**WHAT THIS TASK INVOLVES**
Without including any pictures, please copy every entry below exactly.

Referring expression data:
====================

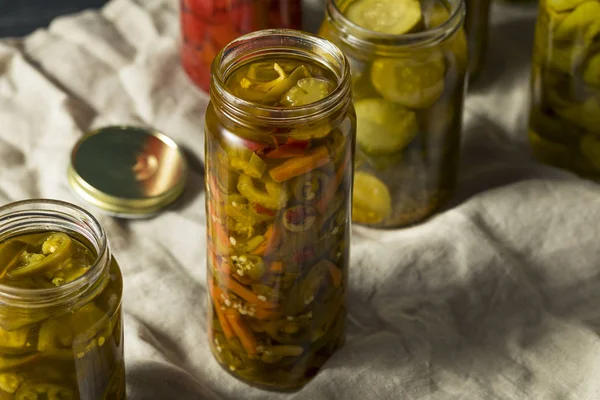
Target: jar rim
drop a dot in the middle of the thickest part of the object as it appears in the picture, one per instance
(275, 42)
(356, 35)
(29, 213)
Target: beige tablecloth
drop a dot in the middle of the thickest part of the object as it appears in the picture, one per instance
(496, 298)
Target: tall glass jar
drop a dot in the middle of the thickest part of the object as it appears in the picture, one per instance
(564, 122)
(278, 181)
(208, 25)
(408, 89)
(477, 26)
(61, 334)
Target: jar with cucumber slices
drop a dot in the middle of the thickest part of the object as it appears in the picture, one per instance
(408, 60)
(477, 27)
(280, 134)
(61, 332)
(564, 121)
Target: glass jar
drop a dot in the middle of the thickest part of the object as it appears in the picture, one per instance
(408, 94)
(61, 334)
(208, 25)
(477, 26)
(278, 204)
(564, 121)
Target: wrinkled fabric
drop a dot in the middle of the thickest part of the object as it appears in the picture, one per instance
(495, 298)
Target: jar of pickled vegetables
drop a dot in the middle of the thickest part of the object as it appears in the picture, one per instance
(61, 334)
(208, 25)
(280, 133)
(564, 122)
(477, 27)
(409, 62)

====================

**SOLUTION TO THE EXERCISE**
Target: jar rim
drop a dot in the middle of the thickest part of the object as it appears in the picture, one per instance
(275, 42)
(356, 35)
(29, 213)
Target: beige tablecloth
drop a dot in the middle of the thickest part of the object as it appears in the picture, one per instance
(496, 298)
Target: tall glass jar
drop a dot in the middle of the thickest part of the object as it appears in the picture, one per instance
(564, 122)
(278, 181)
(208, 25)
(408, 89)
(477, 26)
(61, 334)
Target: jar with cucumber slices
drop a dot in the middle of the thickest part of the object as it appears in the picture, one per instance
(408, 60)
(477, 27)
(280, 134)
(61, 332)
(564, 121)
Target: glass jar
drop a dot in the middle of the thickest part of the object as it appears in the picture, one per instance
(408, 94)
(61, 334)
(208, 25)
(477, 26)
(278, 204)
(564, 121)
Target: wrinkled fabric
drop a dot in the middle of the thickest part of the object as it appears in the picture, one per instance
(495, 298)
Target: jar of pickled vegetables
drop a dot in the middle of the thickest part of the object as it appears in the picture, one per instance
(61, 334)
(208, 25)
(280, 133)
(564, 122)
(477, 27)
(409, 62)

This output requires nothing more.